#### Dataset ####

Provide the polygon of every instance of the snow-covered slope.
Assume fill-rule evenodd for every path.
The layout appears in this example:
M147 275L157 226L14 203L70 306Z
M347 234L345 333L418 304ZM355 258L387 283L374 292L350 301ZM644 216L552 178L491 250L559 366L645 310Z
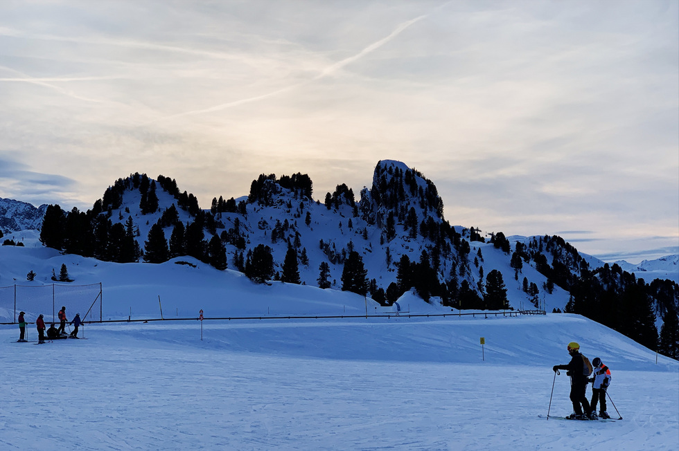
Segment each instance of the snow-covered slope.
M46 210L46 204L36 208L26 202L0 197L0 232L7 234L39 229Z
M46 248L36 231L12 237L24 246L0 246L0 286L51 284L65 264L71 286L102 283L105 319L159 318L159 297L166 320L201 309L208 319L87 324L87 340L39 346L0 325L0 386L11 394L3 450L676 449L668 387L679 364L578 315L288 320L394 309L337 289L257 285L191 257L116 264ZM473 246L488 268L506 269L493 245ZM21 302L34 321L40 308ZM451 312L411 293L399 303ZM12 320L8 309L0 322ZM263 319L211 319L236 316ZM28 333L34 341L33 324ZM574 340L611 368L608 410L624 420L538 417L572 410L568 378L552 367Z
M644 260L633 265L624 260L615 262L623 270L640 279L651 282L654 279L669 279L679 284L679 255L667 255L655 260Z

####
#### Dataset ####

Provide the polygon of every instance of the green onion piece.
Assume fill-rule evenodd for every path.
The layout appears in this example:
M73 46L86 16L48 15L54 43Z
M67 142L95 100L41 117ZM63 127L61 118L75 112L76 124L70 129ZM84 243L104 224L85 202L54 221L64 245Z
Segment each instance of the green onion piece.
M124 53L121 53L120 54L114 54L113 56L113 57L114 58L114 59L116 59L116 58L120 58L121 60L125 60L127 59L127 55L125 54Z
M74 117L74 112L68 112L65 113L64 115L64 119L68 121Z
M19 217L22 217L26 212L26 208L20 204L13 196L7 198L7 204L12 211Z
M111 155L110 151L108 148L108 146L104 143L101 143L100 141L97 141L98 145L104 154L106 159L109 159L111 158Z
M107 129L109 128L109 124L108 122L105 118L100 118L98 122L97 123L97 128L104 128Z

####

_Exercise brief_
Please render the data above as a Markdown table with the columns Row and Text, beginning at the line that contains "Provide the polygon of every instance of the snow-covered" and stopping after the line that contains "M46 210L46 204L36", both included. Number each row, skip blank lines, and leave the pictures out.

_Response to the exercise_
| Row | Text |
|---|---|
| 1 | Provide the polygon of every instance of the snow-covered slope. |
| 2 | Assume fill-rule evenodd for every path. |
| 3 | The layout appears in this example: |
| 4 | M147 275L157 226L14 203L70 306Z |
| 5 | M347 234L345 333L418 304ZM355 258L387 283L374 292L350 301ZM644 216L552 178L491 250L559 366L645 310Z |
| 6 | Segment each instance of the snow-covered slope. |
| 7 | M46 210L46 204L36 208L26 202L0 197L0 232L7 234L39 229Z |